### Exercise requirements
a: Using the forum thread on Excel training, say whether each statement agrees with it. Answer yes or no and quote the deciding words. (i) Domski's advanced ECDL course ran for 13 evenings. (ii) dunlopoil holds a degree in Marketing. (iii) Domski particularly recommends paying for a course.
b: Extend the forum thread on Excel training from its last line.

### Extract
▬▬▬
# Training advice



## dunlopoil (Jun 11, 2008)

Hi,
I work in Marketing, covering things such as designing adverts, posters, technical manuals etc. (I have a degree in Graphic Design). I also use Excel on a daily basis, e.g. extracting supply records for customers, creating a sales enquiry register etc. I have a reasonable familiarity with Excel (greatly enhanced due to recently discovering this forum!) but want to take a step up a level from my current rather scattershot knowledge to a more structured level. I would greatly appreciate any advice on a training path I could take from here. I presume VBA would be a good starting point. 

Ideally I ultimately want to be able to combine my Excel knowledge with my skills in Adobe design software including web design. The key thing is that I want to focus on a couple of applications and really get to know them well rather than having small amounts of knowledge of many applications without the ability to put this to practical use.

Many thanks in advance.


----------



## Russ At Index (Jun 11, 2008)

Hi Dunlopoil,

Take a browse around the MrExcel Store.

There you will find a most informative selection of
literature & media to assist in your quest !!!!!!!!!!

Good Luck !!

HTH

Russ


----------



## dunlopoil (Jun 11, 2008)

Thanks Russ. I've been doing this already. I suppose my fear was that this approach might be a bit unfocused, but maybe I would get just as much out of this as formal tutored training, the only downside being a lack of tangible proof that I would get from a course certificate. Have you found this a problem at all?


----------



## Russ At Index (Jun 11, 2008)

Hi Dunlopoil,

Check out Domski's thread below :

http://www.mrexcel.com/forum/showthread.php?t=322244

Or ,you could check out training companies in your area , they
range from Excel Beginner , Intermediate & Advanced.

HTH

Russ


----------



## dunlopoil (Jun 11, 2008)

Cheers Russ. I've now replied to Dom's post as well.


----------



## Domski (Jun 11, 2008)

Hi,

Though I'd reply to this post rather than my other one.

I've done a fair few courses over the years including 2-3 day intermediate and advanced courses and an advanced ECDL in Excel.

All the courses tend to focus on running through the functions available in Excel and a few of the more useful features like pivot tables but even the advanced ECDL which lasted 13 evenings (most of which I missed) didn't teach you how to really get your hands dirty. I've never seen a course where they've introduced combining more than one function together as you need to do a lot of time to do the really funky stuff.

I've learned pretty much all I know through trial and (quite a bit of) error and reading/contributing to this board. I'm doing the MS certification so hopefully it will be something credible I can put on my CV.

As far as a training path I would recommend:

- Get yourself a good book covering Excel functions and VBA. I use John Walkenbach's Excel 2003 Bible and Excel 2003 Power Programming but there are plenty of others out there. For learning VBA his Excel VBA Prograsmming for Dummies is a good starting point.
- Pick a project whether it involves VBA or not and using resources like this board see how you go about achieving what you want.
- Start answering people's questions, a lot of the time there may be two or three different approaches posted in response to a question it's a good way of picking up tips on different ways to achieve things.

If you want to do a course then I won't say don't bother but it's not something I'd particularly recommend, especially if you're going to have to pay for it.

Best of luck,

Dom


----------



## dunlopoil (Jun 11, 2008)

Many thanks Dom.


----------



## cornflakegirl (Jun 11, 2008)
▬▬▬
### Data provided
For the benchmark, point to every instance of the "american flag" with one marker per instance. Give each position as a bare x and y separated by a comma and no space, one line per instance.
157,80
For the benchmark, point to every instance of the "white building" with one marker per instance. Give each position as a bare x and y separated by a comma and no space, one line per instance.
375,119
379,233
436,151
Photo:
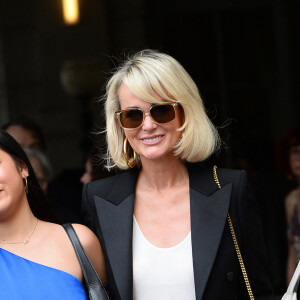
▬▬▬
### Responses per task
a:
(i) Yes: "the advanced ECDL which lasted 13 evenings"
(ii) No: "(I have a degree in Graphic Design)"
(iii) No: "it's not something I'd particularly recommend, especially if you're going to have to pay for it."

b:
I'd second Dom's post - I find formal training courses to be largely a waste of time. Everything I know about Excel and VBA I have learned from people at work, this board, and generally playing with it. Like many people here, I'm the Excel whizz-kid in my office - although nowhere near the level of the top guys. I have no formal Excel qualifications, but I can produce models that make other people go "wow!" - much more useful!

I definitely agree that working on projects is the best way to learn. If there's something in your office that you think could be done better, then start working on it, and when you get stuck, search / post questions on here. If you can't think of a work project, pick a problem on here that you don't immediately know how to solve, and try to do it. I've learnt a fair bit of VBA by posting solutions with the disclaimer "There's probably a better way to do this". Then sometimes, the guys with better solutions will not only post them for the benefit of the original poster, but explain to them and me why the new solution is better.


----------



## Greg Truby (Jun 11, 2008)

I'm gonna disagree a wee bit with Domski. I think some classroom training can have a benefit for some people. Personally, I have never taken an Excel class. (I have _given_ classes.) However, several co-workers have taken Excel seminars. Frequently I will go through their course guide when they come back. And a lot of the course guides cover a fair amount of good stuff. The problem is that so much ground gets covered in such a short amount of time that none of it tends to soak in very deep. Invariably, I'll have them asking me questions about things that I saw that were covered in their class. 

So it can give you a good framework for *what* to learn first. But you won't really know the stuff unless you apply it routinely. This board helps a lot in that sense. After reading a couple of threads here, I understood how to use SUMPRODUCT to evaluate multiple criteria. But whenever I needed to do it for myself I would have to really think on it. So I came here and worked a few dozen threads where the solution would involve using SUMPRODUCT() in that context. Now I can do them quite easily. 

So, if you will use the class/seminar _as a launching point_ then I'd say it might be worth considering. Just don't think that you are going to be significantly better after one day of getting force-fed a couple o' bushels of Excel. Very few folks can digest a bushel of anything at once; most folks do a lot better a few mouthfuls at a time.


----------



## TinaP (Jun 11, 2008)

I agree with most of the previous replies.  

One mistake I made was learning VBA before I fully understood most of the Excel functions.  I ended up writing all kinds of macros (some rather complicated) when a function would be much simpler.

Most of the time, if you know WHAT can be done, even if you don't know HOW, you've got half the battle won.


----------



## lenze (Jun 11, 2008)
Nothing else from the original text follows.